EXERCÍCIO PROPOSTO 1:
Cite todas as pessoas chamadas pelo nome no texto sobre a colheita de cacau.
EXERCÍCIO PROPOSTO 2:
Responda, com base no texto sobre a colheita de cacau:
(a) Em que mês há neblina nas ruas de terra do assentamento?
(b) A quantos quilômetros do assentamento Didico espera por Samuel?
(c) Que nome se dá às montanhas de cacau que aguardam o facão?
EXERCÍCIO PROPOSTO 3:
Prossiga com o texto sobre a colheita de cacau a partir do ponto em que ele termina.

TEXTO FORNECIDO:
+--

Mãos do Cacau

O dia ainda não nasceu no assentamento Antônio Conselheiro quando Maria coloca na sacola plástica a marmita de Jonas. A fumaça que sai do coador de pano, espalha o cheiro de café pela cozinha, despertando os sentidos daqueles que ainda estão sonolentos. Em breve Jonas cruzará as ruas de terra ainda cobertas pela neblina de julho até chegar na sua roça de cacau onde contará com a ajuda de outros agricultores para a colheita. Por aqui, os mutirões comunitários são comuns.

A 8Km dali, sob a luz amarela de um poste, Didico esfrega as mãos para espantar o frio enquanto aguarda por Samuel. Sua espera não é longa e logo ele vê o farol da moto que vem atravessando a densa neblina, monta no veículo que segue sem demora para Camamu, aonde encontrarão Jonas.

Os homens entram na floresta juntos com os primeiros raios do Sol da manhã, seguem em silêncio pela picada porquê já sabem o que deve ser feito. O canto intercortado, estridente dos tucanos e os passos na lama são a trilha sonora da caminhada, até que Didico escorrega e cai sentado, provocando uma gargalhada geral.

– Se cair, do chão não passa, Gritou Samuel com sua voz fanha.
– Recebo! Retrucou Didico, limpando a calça com batidas das mãos, ferido unicamente em seu orgulho.

Jonas fez um comentário correlacionando o canto de acasalamento do tucano com o tombo de seu amigo, mas talvez, por desconhecer as gírias locais, não entendi a brincadeira. A marcha seguiu por mais cinco minutos pela floresta até chagarmos à primeira bandeira que é nome dado as montanhas de cacau que estão ali a espera do facão que separará as amêndoas da casca.

O trabalho na roça, suscita todo tipo de conversa. Bravatas de pescarias, vida alheia, causos de outros tempos e até o mundo sobrenatural servem de anestésico para as atividades pesadas do manejo do cacau. Enquanto proseiam, os homens executam suas tarefas num modo automático sem reclamar do trabalho, mas vez por outra fazem um comentário sobre a qualidade dessa ou daquela cabaça comparando-as com as de antigamente.

+--

MATERIAL COLETADO:
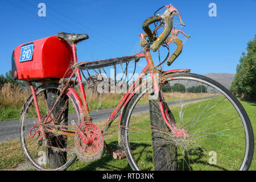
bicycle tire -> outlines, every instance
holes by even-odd
[[[39,107],[40,110],[42,118],[43,118],[43,117],[45,117],[47,115],[47,111],[46,111],[46,114],[43,114],[43,113],[46,113],[45,111],[47,110],[47,109],[46,109],[45,107],[47,106],[48,107],[49,105],[52,106],[56,101],[56,99],[59,95],[60,93],[60,89],[59,86],[59,85],[56,84],[49,84],[47,85],[43,85],[36,90],[35,93],[38,99]],[[46,93],[47,94],[47,96],[49,96],[48,97],[51,97],[51,98],[49,98],[47,101],[46,101],[47,99],[44,96]],[[49,93],[50,94],[48,94]],[[65,97],[65,100],[68,99],[71,102],[68,102],[68,106],[67,108],[65,109],[63,115],[61,116],[61,118],[63,118],[61,119],[62,122],[65,123],[65,125],[68,125],[68,122],[69,122],[71,118],[72,119],[76,119],[77,122],[80,122],[79,116],[80,113],[79,112],[77,104],[76,103],[74,97],[72,95],[71,95],[69,97],[67,96],[67,95],[64,95],[63,97]],[[47,104],[44,104],[44,102],[40,100],[41,98],[42,98],[42,100],[44,99],[44,101],[46,101],[46,102]],[[59,101],[61,100],[60,99]],[[53,109],[52,113],[57,115],[57,113],[58,113],[58,112],[59,112],[59,111],[61,110],[61,108],[60,108],[60,107],[62,106],[61,102],[63,101],[57,102],[58,104],[55,107],[56,109]],[[60,104],[59,104],[59,103]],[[71,106],[69,105],[70,103],[72,103],[73,107],[75,107],[76,114],[69,114],[68,113],[68,108],[71,108]],[[22,151],[25,155],[25,157],[29,162],[29,163],[38,170],[65,170],[68,167],[69,167],[76,159],[77,156],[76,154],[71,154],[71,156],[70,156],[68,155],[68,159],[67,159],[67,154],[66,152],[60,152],[57,151],[53,151],[52,150],[52,152],[51,152],[53,154],[53,155],[55,155],[54,154],[56,154],[56,157],[53,156],[53,159],[55,159],[55,160],[62,160],[62,162],[52,161],[48,163],[48,162],[46,162],[46,160],[47,160],[47,159],[43,159],[42,158],[42,157],[48,157],[47,155],[49,155],[48,153],[49,152],[49,149],[52,150],[52,148],[49,148],[47,147],[44,147],[44,144],[42,144],[43,141],[40,141],[40,139],[39,140],[38,140],[38,139],[35,139],[36,135],[35,135],[34,137],[29,136],[28,131],[33,126],[32,123],[30,123],[31,122],[31,121],[33,120],[33,118],[32,117],[31,118],[31,116],[35,118],[37,117],[34,104],[34,99],[33,97],[31,96],[30,97],[28,97],[27,101],[24,104],[23,108],[21,112],[20,140]],[[65,105],[65,105],[64,106],[65,106]],[[67,112],[67,111],[68,112]],[[60,115],[61,114],[59,114]],[[68,114],[68,117],[69,118],[68,118],[67,114]],[[55,115],[54,117],[55,117]],[[36,124],[36,122],[38,122],[38,119],[35,118],[34,120],[34,124]],[[55,142],[53,140],[55,140],[55,142],[56,143],[57,143],[57,144],[59,144],[60,146],[61,145],[61,146],[59,146],[59,147],[62,147],[63,148],[68,147],[68,144],[67,144],[67,143],[68,139],[67,138],[66,139],[62,135],[57,136],[51,134],[47,134],[47,135],[48,136],[48,139],[51,140],[49,142],[51,144],[53,144],[52,143]],[[72,141],[71,142],[71,143],[72,143]],[[56,143],[55,144],[55,145]],[[62,146],[62,145],[64,146]],[[35,146],[36,146],[36,147],[38,147],[38,149],[36,150]],[[69,146],[68,146],[68,147],[69,147]],[[66,153],[64,154],[64,152]],[[52,154],[51,155],[52,155]],[[61,155],[65,156],[63,157],[61,156]],[[60,158],[61,159],[59,159]],[[52,159],[52,158],[51,159]],[[63,161],[63,160],[64,160]],[[49,164],[48,163],[53,163],[53,164]],[[49,165],[50,165],[51,166],[49,167]]]
[[[196,142],[201,142],[199,143],[200,144],[196,142],[193,141],[188,143],[188,144],[187,144],[187,146],[185,146],[184,144],[185,143],[183,142],[183,144],[182,144],[183,146],[181,146],[181,142],[178,143],[178,142],[177,142],[177,143],[175,143],[174,142],[174,140],[173,139],[171,140],[171,142],[167,141],[168,143],[175,144],[180,150],[179,155],[181,157],[180,159],[178,159],[179,162],[178,163],[179,167],[177,169],[248,170],[253,156],[254,148],[254,134],[250,119],[241,103],[237,98],[223,85],[208,77],[193,73],[176,73],[171,78],[167,78],[168,83],[173,82],[173,85],[170,84],[170,88],[172,90],[173,88],[174,89],[174,87],[173,87],[174,83],[177,83],[177,81],[178,81],[179,83],[180,83],[180,83],[183,82],[181,81],[181,80],[187,80],[187,87],[185,87],[186,91],[187,91],[187,90],[188,90],[189,87],[188,85],[189,85],[188,83],[189,83],[189,81],[191,82],[190,83],[195,81],[197,82],[198,84],[201,84],[200,85],[201,85],[201,90],[203,90],[202,88],[203,88],[202,85],[204,86],[205,85],[208,85],[208,86],[207,87],[207,91],[205,90],[204,91],[204,92],[202,92],[202,94],[203,94],[204,96],[203,98],[201,99],[201,101],[199,100],[197,100],[196,98],[193,98],[192,96],[191,96],[188,101],[188,100],[184,100],[185,97],[183,97],[183,100],[181,99],[181,97],[180,97],[180,100],[178,101],[180,102],[180,105],[176,104],[174,105],[173,106],[168,106],[170,108],[172,108],[172,110],[171,109],[171,110],[175,115],[176,121],[179,121],[179,123],[181,122],[181,118],[184,119],[190,118],[189,117],[187,117],[187,115],[185,115],[185,114],[186,114],[185,111],[187,111],[187,113],[188,113],[187,114],[189,117],[194,115],[195,117],[196,115],[197,118],[196,118],[197,120],[195,122],[195,120],[193,120],[195,118],[192,119],[189,119],[189,121],[192,121],[191,124],[185,123],[185,125],[184,125],[184,123],[183,123],[183,125],[184,126],[185,129],[188,129],[186,127],[188,126],[188,127],[193,127],[196,125],[196,127],[197,127],[197,129],[198,129],[198,131],[193,131],[193,132],[194,132],[193,133],[193,135],[191,136],[195,136],[195,137],[193,138],[191,136],[191,138],[194,138],[194,139],[197,138],[198,139],[196,140]],[[163,85],[161,86],[162,86]],[[211,89],[212,90],[208,91],[207,90],[208,89]],[[213,90],[213,89],[215,90]],[[194,90],[195,90],[195,89]],[[185,96],[185,92],[186,92],[181,93]],[[142,149],[141,149],[143,148],[141,147],[142,146],[142,143],[143,143],[145,146],[146,144],[148,145],[149,147],[148,148],[149,148],[149,147],[152,148],[152,147],[150,147],[150,142],[152,143],[152,141],[151,140],[151,139],[148,138],[149,136],[145,136],[145,134],[143,134],[142,131],[141,131],[142,130],[144,130],[144,131],[143,132],[147,131],[147,132],[152,133],[152,131],[149,131],[150,130],[148,128],[147,128],[147,130],[146,130],[146,126],[142,126],[144,125],[146,126],[144,123],[148,122],[148,119],[147,119],[147,120],[145,119],[144,121],[142,121],[137,123],[135,119],[136,116],[138,115],[137,115],[138,113],[133,115],[133,111],[136,110],[136,106],[139,106],[139,105],[137,105],[138,102],[142,99],[142,97],[145,94],[145,93],[146,92],[144,92],[139,94],[137,94],[133,98],[127,106],[127,109],[125,114],[124,122],[121,127],[121,136],[123,138],[122,141],[123,141],[126,155],[128,159],[128,162],[133,170],[154,169],[154,164],[152,164],[153,157],[152,156],[152,149],[151,149],[151,150],[148,150],[150,151],[150,152],[146,152],[146,151],[147,148],[145,147],[143,150],[143,152],[142,153],[142,154],[140,153],[141,151],[139,151],[139,150],[142,151]],[[175,93],[175,94],[174,94],[174,96],[175,96],[175,94],[177,94],[179,92],[176,93],[173,92],[173,93]],[[209,97],[204,97],[205,95],[207,94],[207,93],[210,95]],[[167,93],[166,94],[166,96],[167,96]],[[197,93],[195,93],[194,95],[197,96]],[[166,97],[164,97],[164,98],[166,98]],[[141,100],[142,101],[142,100]],[[166,99],[166,102],[167,102]],[[213,103],[211,103],[212,102],[213,102]],[[184,109],[184,105],[185,105],[186,103],[187,103],[187,106]],[[212,104],[212,105],[210,104]],[[180,107],[180,110],[177,111],[176,110],[179,110],[179,106],[181,105],[182,107]],[[199,107],[197,106],[197,110],[196,109],[196,107],[195,107],[195,109],[193,109],[193,107],[196,105],[199,105]],[[204,108],[203,106],[206,106],[204,107],[204,110],[201,111],[200,109]],[[223,107],[226,106],[228,106],[229,107],[225,109],[226,110],[221,110]],[[209,107],[208,108],[208,107]],[[190,108],[192,108],[194,110],[191,110],[192,109],[191,109]],[[183,110],[183,109],[184,109],[184,110]],[[218,110],[220,111],[218,111]],[[198,111],[199,110],[200,110],[200,111]],[[216,113],[212,114],[212,112],[215,110],[217,110]],[[190,113],[191,111],[194,111],[193,113]],[[210,115],[209,116],[205,115],[203,118],[200,118],[202,115],[205,114],[206,111],[210,113],[209,114]],[[228,111],[229,111],[229,113],[228,113]],[[197,113],[198,113],[198,114]],[[199,114],[199,113],[200,114]],[[236,113],[236,114],[238,114],[238,115],[236,117],[232,117],[234,116],[233,113]],[[224,114],[225,115],[224,115]],[[180,115],[179,115],[179,114],[180,114]],[[138,118],[139,118],[139,120],[142,120],[143,119],[143,117],[146,115],[147,114],[143,114],[142,115],[139,115],[139,117],[138,116]],[[198,117],[199,115],[199,117]],[[217,119],[213,119],[218,115],[220,115]],[[226,118],[226,117],[230,117],[230,116],[231,118]],[[200,119],[200,120],[199,118]],[[221,121],[221,119],[223,119],[224,121]],[[186,121],[185,120],[185,119],[183,121],[184,123],[185,123]],[[189,120],[188,119],[188,121]],[[204,122],[202,122],[202,121],[204,121]],[[207,123],[207,121],[208,121],[208,123]],[[233,125],[233,127],[235,128],[228,128],[228,129],[224,128],[224,127],[230,127],[231,125],[230,125],[231,124],[230,124],[230,123],[231,122],[233,122],[232,125]],[[203,128],[203,125],[206,125],[207,123],[208,125],[210,124],[212,125],[208,126],[209,128],[207,129],[201,129],[201,130],[200,130],[201,127]],[[147,123],[147,125],[149,125],[150,124]],[[239,125],[239,127],[237,125]],[[143,127],[144,127],[144,128],[143,128]],[[195,128],[197,129],[196,127]],[[212,133],[211,133],[212,130],[217,130],[218,129],[218,127],[222,127],[224,128],[221,128],[220,131],[218,130],[217,131],[212,131]],[[190,131],[192,133],[192,130],[193,129],[189,129],[188,131]],[[159,133],[160,132],[163,133],[163,131],[160,131],[159,129]],[[229,132],[230,132],[229,135]],[[232,135],[233,133],[236,134],[238,133],[239,135],[238,134],[237,136]],[[195,134],[195,133],[196,134]],[[143,135],[144,135],[144,136]],[[240,135],[241,135],[241,136]],[[148,136],[149,135],[148,135]],[[187,138],[188,138],[189,136],[188,134]],[[235,136],[237,138],[234,138]],[[133,140],[134,140],[134,138],[135,138],[135,137],[136,138],[138,138],[138,139],[140,139],[140,137],[143,138],[141,138],[141,140],[138,142],[136,140],[133,141]],[[170,139],[170,136],[168,136],[168,139]],[[243,138],[244,138],[243,139]],[[148,138],[148,140],[144,141],[147,138]],[[232,139],[230,138],[232,138]],[[233,139],[233,138],[235,138],[236,139]],[[210,142],[209,143],[209,144],[207,142],[209,142],[209,141]],[[229,142],[229,141],[230,141],[230,143],[227,143]],[[146,143],[146,142],[147,143]],[[195,143],[197,143],[199,147],[197,146],[197,148],[196,148]],[[204,145],[203,146],[203,144]],[[205,147],[208,146],[208,145],[210,146],[210,147],[213,147],[213,149],[216,149],[216,151],[211,150],[210,151],[213,152],[213,154],[215,152],[216,156],[210,155],[210,152],[208,153],[209,151],[212,148],[208,148],[207,147]],[[240,147],[240,145],[242,147]],[[184,147],[183,150],[180,150],[181,148],[182,149],[182,147]],[[244,147],[244,148],[242,147]],[[224,152],[225,153],[224,153]],[[146,154],[146,153],[148,154]],[[234,155],[234,154],[237,155],[237,156],[236,155]],[[146,155],[148,155],[147,158],[146,158]],[[215,160],[214,158],[212,158],[213,156],[217,156],[217,159]],[[242,161],[241,163],[239,162],[239,161],[240,161],[240,160],[237,159],[238,156],[240,158],[240,159],[238,158],[238,159]],[[143,158],[146,158],[147,160],[143,160],[142,159]],[[234,158],[235,158],[235,159],[234,159]],[[213,159],[214,159],[215,161]],[[183,163],[182,160],[183,160]],[[151,166],[148,164],[148,166],[150,167],[147,167],[147,164],[146,163],[150,163]],[[231,163],[232,163],[232,164],[230,164]]]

+--

RESPOSTA 1:
Maria, Jonas, Didico e Samuel.

RESPOSTA 2:
(a) Em julho.
(b) A 8 km.
(c) Bandeira.

RESPOSTA 3:
A medida em que as horas passam, a presença da câmera começa a ser esquecida, a conexão com os sujeitos a quem retrato me dá um manto de invisibilidade que estimula a naturalidade das pessoas. É nessa hora que o ritmo do trabalho documental começa a fluir e foto após foto me aproximo da personalidade de cada um. Minha concentração só é quebrada pelos borrachudos que cismam em ignorar o repelente que estou usando.

Dos três, Didico é o mais brincalhão. Samuel o mais calado e Jonas adora as frases de duplo sentido. Esse grupo heterogêneo forma um time altamente produtivo que habilidosamente maneja o cacau e em questão de 6 horas, produzem centenas de quilos de amêndoas prontas para serem fermentadas. Em pouco tempo, o chocolate produzido com esse cacau poderá ser comercializado nas lojas de São Paulo, destino final dessa colheita.

A mão humana é composta por um sistema refinado de 27 ossos e músculos que nos capacitam a realizar tanto tarefas de força quanto de precisão extrema. O movimento de pinça, possível graças ao polegar, deu-nos incrível habilidade para manusear ferramentas e moldar o ambiente ao nosso redor. As milhares de terminações nervosas as palmas e dedos, nos dão o tato, que aumenta nossa percepção do mundo. A essa parte do corpo também é atribuído o poder da comunicação não verbal, intensificando aquilo que é dito. Como seria possível nosso desenvolvimento pessoal ou até mesmo do Homo Sapiens sem essa maravilhosa peça de biomecânica: a mão?

Durante os dias em que estive acompanhando essa colheita, produzi exatamente 1032 fotografias e mais tarde ao revisa-las, percebi que em muitas delas a relação do homem com o cacau se dava através das mãos. São imagens poderosas, que revelam muito sobre a vida de seus donos; mãos calejadas, sujas, meladas e fortes, que não temem o trabalho. Vez por outra, mesmo imundas, levavam também o cacau in natura à boca de seu dono.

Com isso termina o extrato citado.